Please give the part of the data that opens with the line containing "Where can the waterfront" and runs through the end of the data as a numbered list, one line per item, with blank lines and pictures left out.

+--

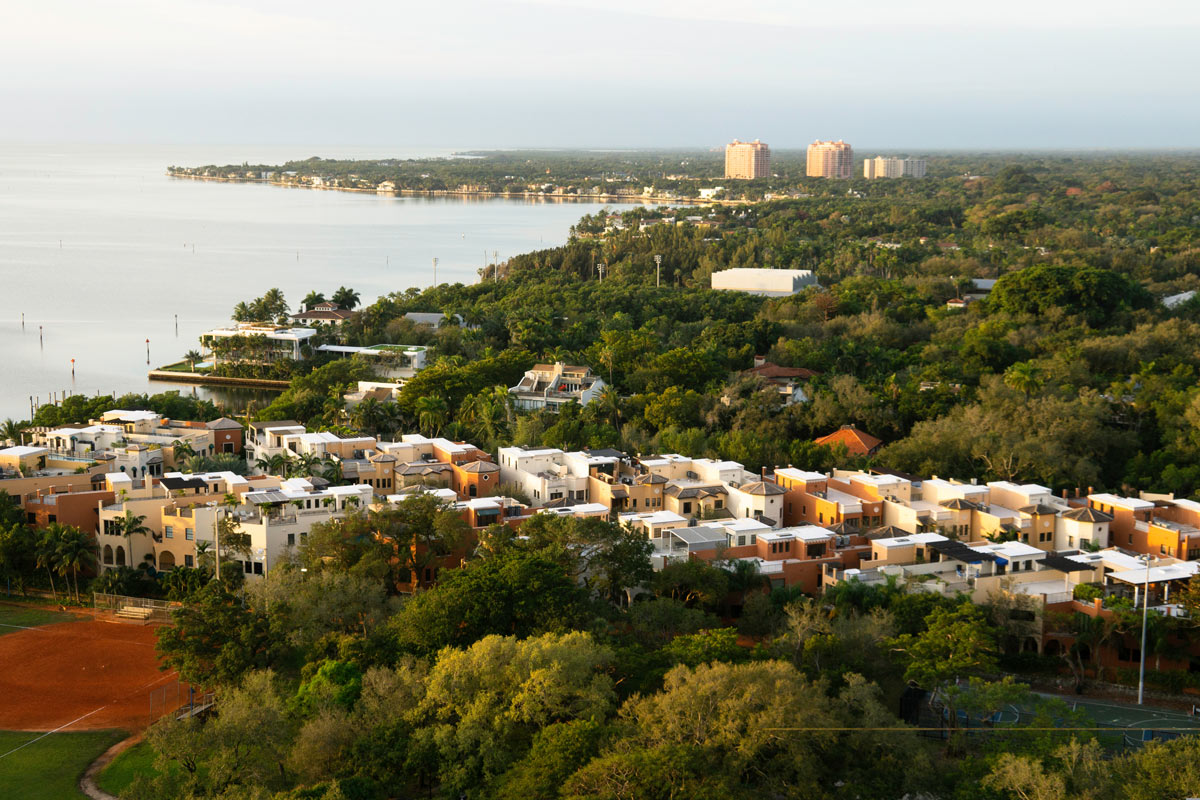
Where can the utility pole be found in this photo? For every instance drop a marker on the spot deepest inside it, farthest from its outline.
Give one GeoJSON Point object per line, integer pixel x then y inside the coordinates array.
{"type": "Point", "coordinates": [1145, 606]}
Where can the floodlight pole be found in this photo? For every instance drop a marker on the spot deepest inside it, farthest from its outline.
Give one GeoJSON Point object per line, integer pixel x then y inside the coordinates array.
{"type": "Point", "coordinates": [1145, 607]}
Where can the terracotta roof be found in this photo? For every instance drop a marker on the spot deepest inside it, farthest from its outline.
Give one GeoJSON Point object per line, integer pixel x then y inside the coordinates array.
{"type": "Point", "coordinates": [959, 504]}
{"type": "Point", "coordinates": [769, 370]}
{"type": "Point", "coordinates": [323, 314]}
{"type": "Point", "coordinates": [857, 443]}
{"type": "Point", "coordinates": [1087, 515]}
{"type": "Point", "coordinates": [479, 467]}
{"type": "Point", "coordinates": [763, 488]}
{"type": "Point", "coordinates": [424, 468]}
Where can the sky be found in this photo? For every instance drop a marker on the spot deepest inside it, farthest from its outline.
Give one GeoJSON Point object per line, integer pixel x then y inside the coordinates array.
{"type": "Point", "coordinates": [627, 73]}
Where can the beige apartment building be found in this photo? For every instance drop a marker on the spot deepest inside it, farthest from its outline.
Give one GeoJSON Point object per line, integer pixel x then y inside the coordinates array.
{"type": "Point", "coordinates": [831, 160]}
{"type": "Point", "coordinates": [886, 167]}
{"type": "Point", "coordinates": [747, 160]}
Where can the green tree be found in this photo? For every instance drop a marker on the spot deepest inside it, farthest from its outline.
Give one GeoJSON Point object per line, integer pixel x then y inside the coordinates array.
{"type": "Point", "coordinates": [514, 593]}
{"type": "Point", "coordinates": [215, 639]}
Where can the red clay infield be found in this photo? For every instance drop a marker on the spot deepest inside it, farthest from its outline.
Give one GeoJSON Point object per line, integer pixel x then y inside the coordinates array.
{"type": "Point", "coordinates": [102, 672]}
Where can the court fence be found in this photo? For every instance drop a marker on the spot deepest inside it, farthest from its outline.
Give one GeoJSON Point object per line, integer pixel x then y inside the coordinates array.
{"type": "Point", "coordinates": [180, 698]}
{"type": "Point", "coordinates": [135, 609]}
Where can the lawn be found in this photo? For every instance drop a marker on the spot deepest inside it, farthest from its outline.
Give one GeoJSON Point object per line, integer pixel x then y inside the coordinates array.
{"type": "Point", "coordinates": [13, 618]}
{"type": "Point", "coordinates": [49, 768]}
{"type": "Point", "coordinates": [120, 773]}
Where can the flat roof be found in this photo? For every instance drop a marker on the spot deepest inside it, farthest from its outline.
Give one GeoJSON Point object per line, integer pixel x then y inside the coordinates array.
{"type": "Point", "coordinates": [1008, 549]}
{"type": "Point", "coordinates": [799, 474]}
{"type": "Point", "coordinates": [912, 539]}
{"type": "Point", "coordinates": [804, 533]}
{"type": "Point", "coordinates": [21, 451]}
{"type": "Point", "coordinates": [1133, 504]}
{"type": "Point", "coordinates": [1181, 571]}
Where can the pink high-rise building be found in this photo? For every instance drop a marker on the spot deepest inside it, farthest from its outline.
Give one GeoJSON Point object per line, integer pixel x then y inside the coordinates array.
{"type": "Point", "coordinates": [747, 160]}
{"type": "Point", "coordinates": [831, 160]}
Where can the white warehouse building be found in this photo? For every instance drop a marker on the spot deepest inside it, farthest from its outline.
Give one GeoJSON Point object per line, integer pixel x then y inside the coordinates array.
{"type": "Point", "coordinates": [772, 283]}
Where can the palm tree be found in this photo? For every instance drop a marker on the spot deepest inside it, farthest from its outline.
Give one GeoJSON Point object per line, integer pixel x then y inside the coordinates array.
{"type": "Point", "coordinates": [131, 524]}
{"type": "Point", "coordinates": [181, 449]}
{"type": "Point", "coordinates": [367, 414]}
{"type": "Point", "coordinates": [331, 470]}
{"type": "Point", "coordinates": [75, 552]}
{"type": "Point", "coordinates": [431, 414]}
{"type": "Point", "coordinates": [13, 431]}
{"type": "Point", "coordinates": [203, 553]}
{"type": "Point", "coordinates": [47, 555]}
{"type": "Point", "coordinates": [1024, 377]}
{"type": "Point", "coordinates": [304, 464]}
{"type": "Point", "coordinates": [609, 405]}
{"type": "Point", "coordinates": [346, 298]}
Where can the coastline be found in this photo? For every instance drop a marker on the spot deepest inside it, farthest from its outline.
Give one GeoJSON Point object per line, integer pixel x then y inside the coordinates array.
{"type": "Point", "coordinates": [633, 199]}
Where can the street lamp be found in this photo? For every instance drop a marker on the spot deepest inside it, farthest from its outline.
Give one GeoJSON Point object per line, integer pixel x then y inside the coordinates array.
{"type": "Point", "coordinates": [1145, 607]}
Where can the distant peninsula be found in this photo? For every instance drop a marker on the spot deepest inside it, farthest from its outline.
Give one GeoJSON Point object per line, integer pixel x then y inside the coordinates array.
{"type": "Point", "coordinates": [609, 175]}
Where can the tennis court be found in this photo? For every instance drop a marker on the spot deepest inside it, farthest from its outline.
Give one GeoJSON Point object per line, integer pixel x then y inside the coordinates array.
{"type": "Point", "coordinates": [1119, 725]}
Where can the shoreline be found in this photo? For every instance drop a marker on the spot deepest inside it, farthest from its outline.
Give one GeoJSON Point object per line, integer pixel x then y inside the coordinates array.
{"type": "Point", "coordinates": [631, 199]}
{"type": "Point", "coordinates": [167, 376]}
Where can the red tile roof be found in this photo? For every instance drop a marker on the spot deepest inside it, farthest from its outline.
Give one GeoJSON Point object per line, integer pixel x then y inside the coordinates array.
{"type": "Point", "coordinates": [858, 443]}
{"type": "Point", "coordinates": [769, 371]}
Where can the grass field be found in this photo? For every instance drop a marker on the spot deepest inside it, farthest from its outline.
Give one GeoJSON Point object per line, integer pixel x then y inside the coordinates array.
{"type": "Point", "coordinates": [15, 618]}
{"type": "Point", "coordinates": [120, 773]}
{"type": "Point", "coordinates": [51, 767]}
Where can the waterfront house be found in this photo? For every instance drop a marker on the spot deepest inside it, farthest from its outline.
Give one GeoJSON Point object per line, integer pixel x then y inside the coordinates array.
{"type": "Point", "coordinates": [552, 385]}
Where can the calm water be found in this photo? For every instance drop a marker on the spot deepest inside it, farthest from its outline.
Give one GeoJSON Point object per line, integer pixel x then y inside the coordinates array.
{"type": "Point", "coordinates": [101, 251]}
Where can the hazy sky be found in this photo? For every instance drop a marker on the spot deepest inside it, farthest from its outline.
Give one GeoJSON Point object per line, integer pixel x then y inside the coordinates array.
{"type": "Point", "coordinates": [925, 73]}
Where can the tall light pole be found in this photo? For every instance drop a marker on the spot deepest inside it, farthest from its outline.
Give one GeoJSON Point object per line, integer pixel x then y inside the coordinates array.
{"type": "Point", "coordinates": [1145, 607]}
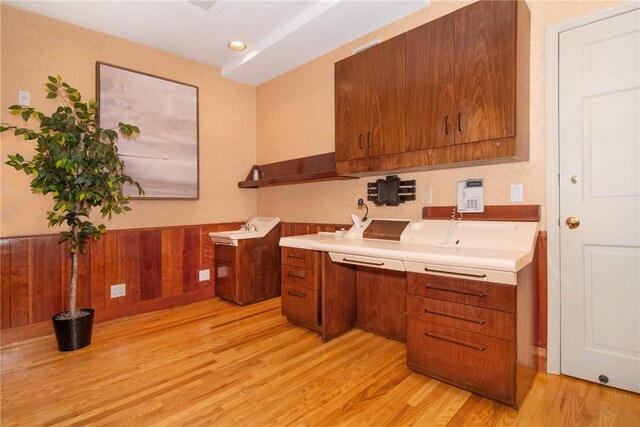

+--

- _WRITTEN RESPONSE_
1. Where can the waterfront house be found in this photo? For every instance drop a marker on the spot deepest inside it, farthest from its outline.
2. Give one GeoJSON Point object per line, integer pixel x then y inside the coordinates array.
3. {"type": "Point", "coordinates": [552, 385]}
4. Where can the calm water be found in this photo? For every instance drop a marker on the spot deepest inside it, farthest from its outline.
5. Give one GeoJSON Point object per line, integer pixel x then y inside the coordinates array.
6. {"type": "Point", "coordinates": [101, 251]}
7. Where can the hazy sky be found in this photo? For every instance drop a marker on the spot deepest inside it, farthest from its outline.
8. Give one GeoJSON Point object per line, integer pixel x then y inside the coordinates array.
9. {"type": "Point", "coordinates": [925, 73]}
10. Where can the tall light pole be found in this photo? For every instance drop a marker on the spot deepest inside it, farthest from its outline.
11. Give one GeoJSON Point object per line, integer pixel x then y inside the coordinates array.
12. {"type": "Point", "coordinates": [1145, 607]}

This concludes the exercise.